DIRECTION 1: List every brand or company name in the first post's list of planned modifications in the Cruze build thread that appears below.

□ □ □ □ □ □ □

# 2011 Cruze Build



## Altair (Oct 12, 2017)

Hey everyone! 

Here is my idea for my build that is in process for my 2011 Cruze. A bit about her is that I bought her last year after selling my 1999 M3 for a more reliable auto with a stick shift. She currently popped 160k miles and is completely stock and she is going to be silver and black with a little bit of red highlights. I have seen and looked around on here and thought while i do this build I decided ill let everyone tag along that would like to!

My end goal is to have the following 

*New windshield* (_I bought it with a crack in going across it and ive been waiting to repair due to moving out and deciding to get married_)
*Tint* - im going to do limo black in the back rear windows and going to do factory in the front side windows
*Lowering springs *- was able to snag some off our classifieds - big thanks to N519AT (_they are Eibach_)
*Turbo/oil pressure gauge - *Also thanks to N519AT for the nice set you set me!
*Air intake *- I have heard that there was a slight difference between the Injen and K&N intakes. personally I would like to get the best hp gain possible so if anyone has used either please let me know about the gains you received.
*catless down-pipe *- dat airflow! lol
*exhaust *- I want to go with the Flowmaster Force 2 - this is due to its slight gain in sound as well as better airflow. Again if anyone has better experience I would love to hear it!
*Rims - *already purchased (_Vision 168 AutoBahn Wheels_) 
*Vynal wrapping -* black hood with an offset red strip going up the driver side / tail / and then the fat chrome block of grossness we get above the license plate (_and probably all the chrome trim_) / and the silver inside the car on the dash (_still a maybe_)
*New Interior -* I am wanting to swap my interior from the cream cloth interior it has (_with stains thanks to previous owner_) to new and improved black and red cloth (_this would be seats, door panels, dash, and probably the headliner_)
*Tune - * I was thinking about going with BNR on this one but again would like to hear what everyone has used and why they prefer it.

If there is any assistance on part information I would really love to hear about it before I purchase said items. Currently since it seems that I live beyond the wall in game of thrones. Once Michigan decides that it would like to have actual livable temperatures outside I will be starting work. It might even end up on youtube under _Tune and Hoon_ a channel my buddy started (it seriously just started, we did a single project so far on an old E36 318). There are a few photos of what she currently looks like as well attached.

Thanks!


----------



## w_cochran (Dec 6, 2016)

Would definitely recommend getting the tune from Brian at Vermont Tuning. I have lots of experience dealing with him. He has done all of the tuning on my Cruze 1.4T for the past 3 years and I’ve never had any issues. I’ve had 20-30 different tune files for various different hardware modifications and every single one was spot on. That includes a completely custom GTX3071R turbo setup that I’m currently in the process of having tuned, Vermont Tuning is definitely the way to go.

Keep in mind that the driver doesn’t blow the motor, the tuner blows the motor.


----------



## Altair (Oct 12, 2017)

Thanks for the info! Ill look into them as well. I decided why not have a fun daily due to no longer having an old M3. I was also thinking about doing the intake, downpipe, exhaust, and tune all in one go so when it gets tuned those additions can support it. Also i know the downpipe will throw a code due to the oxygen sensor so if anything that and the tune will get done at the same time.


----------



## Altair (Oct 12, 2017)

Due to repeated bad weather and getting married recently I have only put the air intake onto the cruze. I am loving the sounds it now makes when I shift!

I also was discussing with a friend a few days back about doing E85 flexfuel. I was wondering if anyone has any experience or information on the preformance gain or how it affects the car.


----------

□ □ □ □ □ □ □

DIRECTION 2: Pull out every line of the records below that contains the string "Target". Case counts.

[Saved data entries]
□ □ □ □ □ □ □

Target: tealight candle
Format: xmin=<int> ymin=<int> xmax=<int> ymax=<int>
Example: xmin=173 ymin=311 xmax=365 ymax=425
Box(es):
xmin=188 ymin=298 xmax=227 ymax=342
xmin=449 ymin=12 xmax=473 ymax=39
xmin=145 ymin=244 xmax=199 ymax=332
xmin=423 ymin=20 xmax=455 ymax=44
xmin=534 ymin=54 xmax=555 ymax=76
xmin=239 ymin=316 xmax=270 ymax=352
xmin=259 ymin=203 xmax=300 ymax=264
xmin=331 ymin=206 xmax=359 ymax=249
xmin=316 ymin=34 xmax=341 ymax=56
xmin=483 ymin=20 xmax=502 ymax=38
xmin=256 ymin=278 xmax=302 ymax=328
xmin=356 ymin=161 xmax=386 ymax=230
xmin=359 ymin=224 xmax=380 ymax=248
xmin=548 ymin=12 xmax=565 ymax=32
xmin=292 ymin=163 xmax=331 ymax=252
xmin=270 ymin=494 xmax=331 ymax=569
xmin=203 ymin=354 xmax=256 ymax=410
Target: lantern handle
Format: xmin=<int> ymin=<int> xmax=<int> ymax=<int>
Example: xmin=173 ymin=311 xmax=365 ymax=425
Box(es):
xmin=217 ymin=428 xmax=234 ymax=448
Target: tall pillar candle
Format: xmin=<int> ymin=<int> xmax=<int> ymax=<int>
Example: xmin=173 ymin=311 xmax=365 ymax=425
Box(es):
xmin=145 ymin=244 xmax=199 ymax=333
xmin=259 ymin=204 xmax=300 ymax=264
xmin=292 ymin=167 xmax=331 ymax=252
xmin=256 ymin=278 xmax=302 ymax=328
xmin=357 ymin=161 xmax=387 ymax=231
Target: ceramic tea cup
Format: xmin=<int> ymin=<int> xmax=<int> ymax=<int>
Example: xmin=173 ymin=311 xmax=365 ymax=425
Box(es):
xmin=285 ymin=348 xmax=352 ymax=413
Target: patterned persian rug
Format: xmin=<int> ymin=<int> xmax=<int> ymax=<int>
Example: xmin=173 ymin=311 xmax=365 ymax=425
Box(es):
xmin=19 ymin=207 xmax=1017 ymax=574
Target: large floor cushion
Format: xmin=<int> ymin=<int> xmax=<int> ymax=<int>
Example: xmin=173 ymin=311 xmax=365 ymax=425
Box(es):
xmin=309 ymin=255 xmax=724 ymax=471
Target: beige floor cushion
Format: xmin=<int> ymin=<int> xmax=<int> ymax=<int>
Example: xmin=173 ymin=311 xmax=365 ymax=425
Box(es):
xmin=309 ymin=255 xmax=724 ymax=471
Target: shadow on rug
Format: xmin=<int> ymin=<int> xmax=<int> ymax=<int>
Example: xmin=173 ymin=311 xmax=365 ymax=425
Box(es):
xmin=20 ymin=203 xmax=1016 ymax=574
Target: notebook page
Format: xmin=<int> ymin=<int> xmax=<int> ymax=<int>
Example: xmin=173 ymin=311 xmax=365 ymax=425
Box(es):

□ □ □ □ □ □ □

TASK SOLUTION 1: Eibach, Injen, K&N, Flowmaster, Vision, BNR

TASK SOLUTION 2:
Target: tealight candle
Target: lantern handle
Target: tall pillar candle
Target: ceramic tea cup
Target: patterned persian rug
Target: large floor cushion
Target: beige floor cushion
Target: shadow on rug
Target: notebook page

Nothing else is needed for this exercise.